Extract to read:
We have done a couple things over the two decades plus, but somehow life intervened and left us with very little collaboration in this area compared to what I had wanted to do.
I'm real pleased that due to the miracle of Skype, we are now working pretty steadily at this long put away project.
We have a song in the making right now called "Broken Wing," that just trips me out. But what really is so intoxicating for me is our method of working together is so back and forth that there is not a single element to the song that wasn't filtered through both of us.
He started with a polyrhythmic thing of notes he shot to me, and I had him do some shifting of the notes but retain the same pattern but shift it along through time into other notes, and then I added a chorus melody, and then he underpinned that chorus melody with chords that shifted the ground of it dramatically, and then we built a bridge together so much that I really can't say who thought of what.

Exercise requirements:
**1.** From the passage about songwriting over Skype, copy verbatim the part that opens with the words containing "We have done" and closes with "put away project.".
**2.** Pick up the account of co-writing a song over Skype after its final sentence and carry it forward in the same voice.

(Collected data)
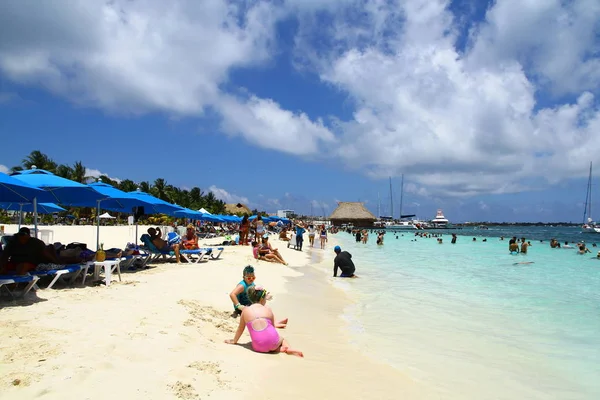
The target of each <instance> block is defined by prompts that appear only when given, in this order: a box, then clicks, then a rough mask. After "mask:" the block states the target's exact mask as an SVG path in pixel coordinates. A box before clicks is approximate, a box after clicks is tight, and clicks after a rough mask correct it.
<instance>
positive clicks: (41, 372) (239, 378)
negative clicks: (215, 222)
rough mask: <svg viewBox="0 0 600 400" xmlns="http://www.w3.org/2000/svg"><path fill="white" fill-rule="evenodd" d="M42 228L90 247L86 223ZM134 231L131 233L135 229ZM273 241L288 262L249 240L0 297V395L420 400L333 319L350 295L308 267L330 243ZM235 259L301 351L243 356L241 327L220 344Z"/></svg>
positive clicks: (108, 229)
mask: <svg viewBox="0 0 600 400" xmlns="http://www.w3.org/2000/svg"><path fill="white" fill-rule="evenodd" d="M44 228H47V227H44ZM51 229H53V230H54V241H61V242H63V243H68V242H69V241H72V240H73V239H72V238H75V240H77V241H79V242H87V243H88V244H89V243H95V236H93V235H95V228H93V229H94V231H93V233H91V235H92V236H84V235H83V234H82V232H83V231H84V229H87V230H91V229H92V228H91V227H89V226H88V227H64V226H60V227H52V228H51ZM101 229H102V231H101V235H102V237H103V238H106V239H103V240H102V241H103V242H104V243H105V247H106V246H108V247H113V246H118V247H122V246H123V245H124V244H125V243H126V242H128V241H131V240H132V237H131V235H130V231H129V229H130V228H129V227H102V228H101ZM109 229H110V234H107V233H106V232H107V231H109ZM139 229H140V230H139V234H140V235H141V233H142V232H144V231H145V228H142V227H140V228H139ZM14 230H16V229H14ZM7 231H8V232H10V231H11V230H10V229H7ZM79 231H81V232H79ZM222 240H223V238H215V239H210V240H202V239H201V241H200V243H201V244H203V243H206V244H211V243H213V244H214V243H218V242H221V241H222ZM273 245H274V247H279V249H280V251H281V252H282V255H283V257H285V258H286V260H287V261H288V262H289V264H290V265H289V266H288V267H286V266H283V265H280V264H274V263H268V262H264V261H260V262H256V261H255V260H254V259H253V258H252V254H251V248H250V247H249V246H231V247H229V246H227V247H226V248H225V251H224V252H223V254H222V256H221V259H220V260H210V261H207V262H203V263H201V264H180V265H178V264H175V263H158V264H156V265H153V266H152V268H150V269H147V270H139V271H137V272H131V273H123V280H122V282H119V281H118V279H117V280H116V282H113V283H112V284H111V286H110V287H105V286H104V285H93V284H89V285H88V284H87V282H86V287H82V286H81V284H80V282H79V281H78V283H77V284H76V285H75V286H74V287H72V288H65V287H63V286H60V285H57V288H56V289H50V290H41V291H37V292H35V293H33V292H32V293H30V294H29V295H28V296H27V297H26V298H25V299H24V300H19V301H14V302H10V301H3V302H2V303H0V307H1V308H0V324H1V326H2V328H0V329H1V330H2V331H1V337H2V341H1V344H0V398H1V399H20V400H22V399H34V398H35V399H107V398H118V399H203V398H210V399H231V398H234V396H235V398H257V396H258V397H260V398H262V399H281V398H284V397H285V398H287V399H314V398H319V399H338V398H339V399H341V398H346V399H348V398H350V399H397V398H405V399H413V398H424V397H428V396H425V392H426V390H425V389H426V388H423V387H422V386H421V385H420V384H418V383H417V382H414V381H412V380H411V379H409V378H408V377H407V376H405V375H403V374H402V373H400V372H399V371H397V370H394V369H393V368H391V367H388V366H386V365H384V364H380V363H378V362H376V360H372V359H370V358H368V357H366V356H364V355H362V354H361V352H359V351H358V349H355V348H353V347H352V345H351V344H349V341H348V338H347V336H346V335H345V333H344V328H345V326H344V322H343V321H342V319H341V318H339V315H340V314H341V312H342V311H343V308H344V306H345V305H347V304H348V302H350V301H351V299H348V298H347V297H346V295H345V294H344V293H343V292H341V291H339V290H337V289H335V288H334V287H333V286H332V285H331V284H329V283H328V281H327V277H326V276H325V275H324V274H323V272H322V270H321V269H319V268H313V266H315V264H317V263H318V262H320V260H321V259H323V262H326V263H327V264H328V265H331V260H332V255H331V248H332V247H333V243H332V241H330V243H329V245H328V249H327V250H325V251H322V250H319V249H309V248H308V246H305V250H304V251H303V252H298V251H294V250H290V249H287V248H285V242H280V241H279V240H276V239H275V240H273ZM90 247H93V246H90ZM247 264H252V265H254V266H255V268H256V276H257V280H256V283H257V284H259V285H262V286H265V287H266V288H267V289H268V290H269V291H270V292H271V293H273V294H274V299H273V301H272V302H270V306H271V307H272V308H273V311H274V313H275V316H276V318H283V317H288V318H289V319H290V321H289V324H288V327H287V329H285V330H280V333H281V334H282V335H283V336H284V337H286V338H287V339H288V340H289V342H290V343H291V345H292V347H294V348H297V349H300V350H302V351H303V352H304V354H305V358H298V357H293V356H289V355H286V354H259V353H255V352H254V351H252V349H251V347H250V346H249V342H250V338H249V335H248V333H247V332H245V333H244V335H243V336H242V339H241V340H240V345H228V344H225V343H224V340H225V339H230V338H232V337H233V334H234V331H235V329H236V328H237V324H238V320H237V319H235V318H233V317H232V316H231V311H232V305H231V302H230V300H229V298H228V293H229V292H230V291H231V290H232V289H233V287H234V286H235V284H236V283H237V282H239V280H240V279H241V273H242V269H243V267H244V266H245V265H247ZM355 283H356V284H359V283H360V282H359V280H356V281H355Z"/></svg>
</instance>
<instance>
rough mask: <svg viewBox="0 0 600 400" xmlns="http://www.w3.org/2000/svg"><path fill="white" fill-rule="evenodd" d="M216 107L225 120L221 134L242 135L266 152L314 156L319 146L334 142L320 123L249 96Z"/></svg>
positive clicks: (316, 121) (331, 133)
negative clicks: (267, 149)
mask: <svg viewBox="0 0 600 400" xmlns="http://www.w3.org/2000/svg"><path fill="white" fill-rule="evenodd" d="M217 107H218V109H219V111H220V112H221V114H222V115H223V116H224V117H225V118H224V122H223V124H222V128H223V130H224V132H227V133H229V134H238V133H241V134H243V135H244V136H245V137H246V139H247V140H248V141H250V142H251V143H254V144H257V145H259V146H261V147H264V148H267V149H275V150H279V151H284V152H288V153H293V154H301V155H304V154H314V153H317V151H318V149H319V146H320V144H321V143H322V142H326V143H331V142H333V141H334V136H333V134H332V133H331V132H330V131H329V129H327V128H326V127H325V126H324V125H323V122H322V121H321V120H318V121H316V122H312V121H311V120H310V118H308V116H307V115H306V114H304V113H300V114H295V113H292V112H291V111H287V110H283V109H281V107H280V106H279V104H277V103H276V102H274V101H273V100H264V99H259V98H257V97H254V96H252V97H251V98H250V99H248V100H247V101H245V102H244V101H240V100H238V99H236V98H233V97H229V96H224V97H222V98H221V100H220V101H219V103H218V106H217Z"/></svg>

Responses by item number:
**1.**
We have done a couple things over the two decades plus, but somehow life intervened and left us with very little collaboration in this area compared to what I had wanted to do.
I'm real pleased that due to the miracle of Skype, we are now working pretty steadily at this long put away project.

**2.**
Then when it came to lyrics I told Tom not to worry on this one because I had something. But what he didn't know was what I had was a pile of lyrics he had sent me a few months before. I had been revising his own lyrics, so when I showed him what I had, it must have seemed awfully familiar to him.
Also, when I got down to laying my vocal out I ended up throwing another set of chords on top of the musical intertwine we had going. Couldn't really say what chord is being suggested when you add it all together, but it works.
Anyway, it's a blast to write in this way, and when Matt came for Easter I just ran the tape and asked him to do whatever he saw fit to it. So he made it even more mind bending with his drums. These songs are not African in any way at all, they are just rhyhmically strange. It's just very new ground and when you work with someone else, you just don't know how the ground will shift.
Love this. I wish this was how I made a living.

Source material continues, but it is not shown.